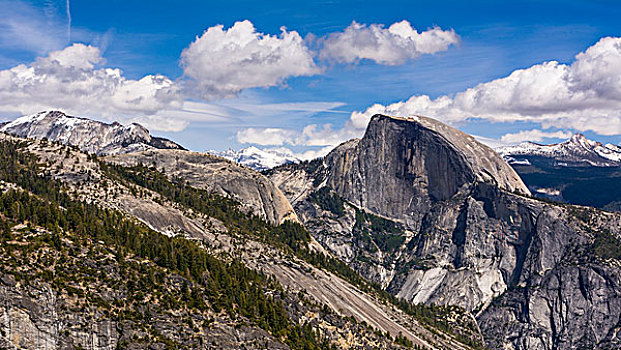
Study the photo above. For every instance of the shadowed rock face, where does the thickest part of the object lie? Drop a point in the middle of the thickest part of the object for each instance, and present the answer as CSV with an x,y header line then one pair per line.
x,y
256,193
466,234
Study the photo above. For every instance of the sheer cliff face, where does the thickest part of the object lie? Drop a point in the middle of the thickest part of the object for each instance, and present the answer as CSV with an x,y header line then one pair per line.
x,y
402,165
88,135
463,233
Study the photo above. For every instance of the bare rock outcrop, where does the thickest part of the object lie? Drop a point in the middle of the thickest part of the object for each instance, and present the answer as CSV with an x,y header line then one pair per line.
x,y
254,191
436,217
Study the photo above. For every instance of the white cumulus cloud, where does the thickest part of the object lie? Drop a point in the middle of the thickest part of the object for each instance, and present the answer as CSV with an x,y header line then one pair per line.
x,y
268,136
584,95
222,62
534,135
390,46
70,80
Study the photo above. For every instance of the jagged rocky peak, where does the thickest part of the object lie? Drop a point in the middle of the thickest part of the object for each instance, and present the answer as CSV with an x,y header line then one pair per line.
x,y
401,160
577,151
259,159
88,135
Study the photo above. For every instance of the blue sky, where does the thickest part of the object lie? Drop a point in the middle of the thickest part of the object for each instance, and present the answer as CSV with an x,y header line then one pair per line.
x,y
495,38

== Work task ==
Produce a word-for-word copy of the records, omitting all images.

== Output below ==
Study the photo above. For every instance of the shadowed rock face, where does the thickest part of the object lie? Drop a point in the middle of the thickest part of the object for each instance, and present the answer as CSV with an x,y header line then one pair per line.
x,y
256,193
466,234
Study the photo above. For every instance of the sheer cliff face, where does the thickest part of the object lie? Drop a point in the middle of the thickest part of the object for each instance, and present the answer as CSV with an x,y header line then one pair per line.
x,y
402,165
88,135
463,233
Study the photo above. For every instance of the bare rock outcrop, where does the thickest part of the object lie? Drop a point in the middle of the thickest part of the object for each instance, and present the answer as CSV with an x,y header line then one pair per line.
x,y
254,191
436,217
Study the photo above. For every instance of the white cumulus cloud, where does the thickest part of the object lie? Drop a point in the middle of the thickest part of the object for each instance, and present the answer as CSV with an x,y header line then one pair per line.
x,y
268,136
584,95
222,62
534,135
390,46
70,80
Study the photo above. For every instance of the jagged rocky peak, where does the thickest part of the object lie? Drop a point in the middle of the thickest part of the object for each instance, and present the answer as CSV with an x,y header line then one pair per line.
x,y
401,160
577,151
259,159
88,135
Study the photo above. For every instance of the blue sky, where does the thickest part of the object lie? Drop a point in the middle of the thickest part of the object for each instance, and present the answer as CSV with an x,y header line then one pair per line.
x,y
495,38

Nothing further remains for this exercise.